30/07/2009 - 7:00
Carlos Miele: “A administração é o nosso calcanhar de aquiles”
A crítica internacional o reverenciou ao comentar suas criações. “Ele transita entre a austeridade e a exuberância”, disse Virginie Mouzart, do francês Le Figaro. “Dificilmente algum look passou sem ter um extraordinário trabalho manual”, decretou Suzy Menkes, do International Herald Tribune. Na última conferência internacional do mercado de luxo, a 5ª edição da Financial Times Business of Luxury Summit, que aconteceu em Montecarlo e da qual participaram titãs da indústria como o francês Bernard Arnault, dono do conglomerado LVMH, sua grife foi apresentada como a “challenger brand” (marca desafiadora, numa tradução livre). O estilista Carlos Miele, 45 anos, ainda foi convidado para assumir o posto de diretor de criação da italiana Pucci – pedido negado -; possui lojas em Nova York e Paris; veste divas como a atriz Eva Longoria e as cantoras Jennifer Lopez e Beyoncé, entre outras; e ainda é dono de um conglomerado que reúne 146 lojas da grife M.Officer, que, de acordo com estimativas de mercado, fatura cerca de R$ 300 milhões. Nesse mundo fashion, no qual os egos são inflados ao quadrado, Miele poderia dizer que é o cara. Ele, porém, calçou as sandálias da humildade e fez um mea-culpa.

# REGISTROS BRUTOS:
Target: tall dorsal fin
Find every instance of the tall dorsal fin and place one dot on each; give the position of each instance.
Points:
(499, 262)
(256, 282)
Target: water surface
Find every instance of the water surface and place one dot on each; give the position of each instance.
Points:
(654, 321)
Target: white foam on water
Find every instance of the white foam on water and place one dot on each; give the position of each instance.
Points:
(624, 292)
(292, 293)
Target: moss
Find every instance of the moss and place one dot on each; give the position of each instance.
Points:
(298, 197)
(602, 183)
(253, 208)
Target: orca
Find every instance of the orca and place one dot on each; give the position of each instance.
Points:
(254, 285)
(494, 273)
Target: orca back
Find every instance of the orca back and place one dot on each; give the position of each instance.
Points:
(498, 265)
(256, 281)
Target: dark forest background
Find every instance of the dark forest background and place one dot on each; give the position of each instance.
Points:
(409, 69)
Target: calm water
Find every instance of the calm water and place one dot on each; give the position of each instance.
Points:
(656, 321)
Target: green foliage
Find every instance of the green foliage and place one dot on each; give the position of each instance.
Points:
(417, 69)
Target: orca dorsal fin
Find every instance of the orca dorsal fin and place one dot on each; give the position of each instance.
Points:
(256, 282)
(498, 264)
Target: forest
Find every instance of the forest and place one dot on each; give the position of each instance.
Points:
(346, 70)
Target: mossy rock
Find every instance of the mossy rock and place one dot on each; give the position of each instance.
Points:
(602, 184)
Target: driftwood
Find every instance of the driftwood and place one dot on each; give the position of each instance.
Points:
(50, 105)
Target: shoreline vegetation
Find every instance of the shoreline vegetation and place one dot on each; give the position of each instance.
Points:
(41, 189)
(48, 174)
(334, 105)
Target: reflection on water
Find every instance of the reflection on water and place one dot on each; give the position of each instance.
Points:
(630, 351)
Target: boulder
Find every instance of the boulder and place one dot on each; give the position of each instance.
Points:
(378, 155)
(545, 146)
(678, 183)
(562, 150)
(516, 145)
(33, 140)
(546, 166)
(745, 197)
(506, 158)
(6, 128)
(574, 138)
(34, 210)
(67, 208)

# INSTRUÇÃO ESCRITA A:
De acordo com o trecho sobre Carlos Miele, quantas lojas da grife M.Officer fazem parte do conglomerado do estilista?
# INSTRUÇÃO ESCRITA B:
Troque "boulder" por "stone" nos registros, desde a linha que contém "Target: shoreline vegetation" até o final dos registros, e, por favor, apresente somente essas linhas, com todo o resto inalterado.
O trecho e os registros não têm nenhuma relação entre si.

# RESPOSTA COMPLETA A:
146 lojas.

# RESPOSTA COMPLETA B:
Target: shoreline vegetation
Find every instance of the shoreline vegetation and place one dot on each; give the position of each instance.
Points:
(41, 189)
(48, 174)
(334, 105)
Target: reflection on water
Find every instance of the reflection on water and place one dot on each; give the position of each instance.
Points:
(630, 351)
Target: stone
Find every instance of the stone and place one dot on each; give the position of each instance.
Points:
(378, 155)
(545, 146)
(678, 183)
(562, 150)
(516, 145)
(33, 140)
(546, 166)
(745, 197)
(506, 158)
(6, 128)
(574, 138)
(34, 210)
(67, 208)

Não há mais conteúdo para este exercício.